- _PROBLEM_
Down to the last line, repeat the entries exactly.

- _SUPPLIED RECORDS_
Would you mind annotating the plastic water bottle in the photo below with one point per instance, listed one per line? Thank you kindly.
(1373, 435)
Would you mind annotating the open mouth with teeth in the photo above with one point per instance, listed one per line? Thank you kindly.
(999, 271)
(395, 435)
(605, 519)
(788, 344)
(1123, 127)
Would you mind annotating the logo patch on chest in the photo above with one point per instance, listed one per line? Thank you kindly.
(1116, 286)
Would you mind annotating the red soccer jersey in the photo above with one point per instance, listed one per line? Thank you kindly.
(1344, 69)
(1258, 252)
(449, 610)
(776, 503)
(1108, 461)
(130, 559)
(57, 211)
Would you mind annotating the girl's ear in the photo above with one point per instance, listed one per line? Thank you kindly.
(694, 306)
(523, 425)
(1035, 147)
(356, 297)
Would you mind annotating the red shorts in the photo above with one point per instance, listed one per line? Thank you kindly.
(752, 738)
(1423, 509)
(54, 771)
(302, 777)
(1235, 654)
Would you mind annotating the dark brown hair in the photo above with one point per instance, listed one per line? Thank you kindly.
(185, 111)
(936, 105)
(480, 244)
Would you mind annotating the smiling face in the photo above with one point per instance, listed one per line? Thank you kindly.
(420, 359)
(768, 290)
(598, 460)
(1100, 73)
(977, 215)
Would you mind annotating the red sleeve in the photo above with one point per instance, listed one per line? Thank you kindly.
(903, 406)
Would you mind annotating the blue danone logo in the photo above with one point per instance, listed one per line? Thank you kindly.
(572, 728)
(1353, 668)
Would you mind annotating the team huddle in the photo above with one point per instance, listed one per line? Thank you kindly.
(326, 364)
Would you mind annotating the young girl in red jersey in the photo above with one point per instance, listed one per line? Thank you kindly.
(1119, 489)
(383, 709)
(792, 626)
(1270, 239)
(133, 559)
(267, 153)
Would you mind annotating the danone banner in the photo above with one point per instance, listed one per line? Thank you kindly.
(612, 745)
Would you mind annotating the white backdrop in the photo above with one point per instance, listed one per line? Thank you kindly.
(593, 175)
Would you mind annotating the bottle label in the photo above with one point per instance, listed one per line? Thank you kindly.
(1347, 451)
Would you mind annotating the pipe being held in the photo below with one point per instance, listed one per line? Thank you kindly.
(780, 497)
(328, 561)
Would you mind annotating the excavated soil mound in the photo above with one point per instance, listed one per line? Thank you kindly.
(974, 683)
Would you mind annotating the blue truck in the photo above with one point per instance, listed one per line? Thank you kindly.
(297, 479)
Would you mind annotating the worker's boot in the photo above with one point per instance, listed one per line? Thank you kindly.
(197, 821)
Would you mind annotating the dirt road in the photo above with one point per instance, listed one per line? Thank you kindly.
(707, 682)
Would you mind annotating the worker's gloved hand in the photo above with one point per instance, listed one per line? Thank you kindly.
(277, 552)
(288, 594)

- _RESPONSE FOR THIS EXERCISE_
Would you mind annotating the plastic water bottle in the photo below with one point per instance, listed one per line? Thank you kindly.
(1373, 435)
Would you mind annotating the open mouth with teeth in the photo above with one point per instance, listed one per line? Thank you kindly.
(999, 271)
(395, 435)
(605, 519)
(788, 344)
(1123, 127)
Would you mind annotating the logo patch on chest in the photo above with one point per instance, listed one per line? Thank you kindly.
(1116, 286)
Would you mind annotating the red soccer jersey in the photo above with one point per instance, listed one per line? Thank you kindly.
(1344, 69)
(1258, 252)
(449, 610)
(776, 503)
(1108, 461)
(130, 559)
(57, 211)
Would you mind annotating the girl's ear in the photo above with one point per instance, listed one per line? Thank you kindly.
(694, 306)
(523, 425)
(1035, 147)
(356, 297)
Would you mind annotating the red shorts in the photo above with one point per instance, listed one per line? Thank you kindly.
(752, 738)
(1423, 509)
(54, 771)
(302, 777)
(1235, 654)
Would you mind annotating the dark brown hair in the photo above with one point per instance, listed one per line? Thank you kindly.
(185, 111)
(936, 105)
(480, 244)
Would you mind annotating the smiling face in the photo above with one point per instance, listed one per line? Thank you kindly.
(420, 359)
(768, 290)
(598, 460)
(1100, 73)
(977, 215)
Would you mind annotating the red sleeve in the photo above with one point per instance, listed one per line? Thank you kindly.
(903, 406)
Would you mind annotating the blue danone logo in the photo above with one point per instance, listed one per line? Thank you kindly.
(572, 728)
(1353, 668)
Would you mind annotating the team huddle in the photo above with one point per instance, listed one per line? Thank you kindly.
(326, 364)
Would you mind annotating the young girl in red jersey in the photo above with one point per instance, listed one per line? Thank you kindly.
(1119, 489)
(383, 709)
(792, 626)
(1270, 239)
(133, 559)
(267, 153)
Would you mind annotating the danone banner in the photo above with one point per instance, listed one per line? Thank you kindly.
(612, 745)
Would you mind annotating the white backdrop in the photo above with one point per instance, listed one per line? Thank you kindly.
(593, 175)
Would you mind annotating the bottle label in the photo above with one point per instance, listed one per line? Thank you kindly.
(1347, 451)
Would you mind annotating the pipe being held in the photo below with one point per instance, listed one per line? Thank you kindly.
(780, 497)
(328, 561)
Would you mind annotating the excavated soil mound in the photo above with one point per instance, listed one per line? Thank you kindly.
(974, 683)
Would you mind annotating the blue truck in the photo above with one point per instance, listed one per line? Thank you kindly.
(297, 479)
Would you mind annotating the worker's boot in the photo above with one point per instance, listed one per line? Thank you kindly.
(197, 821)
Would you mind annotating the dirt road in the photo above with one point per instance, listed one per line? Thank you kindly.
(707, 682)
Would you mind annotating the worker's gloved hand in the photo above with one point per instance, listed one per line? Thank you kindly.
(277, 552)
(288, 594)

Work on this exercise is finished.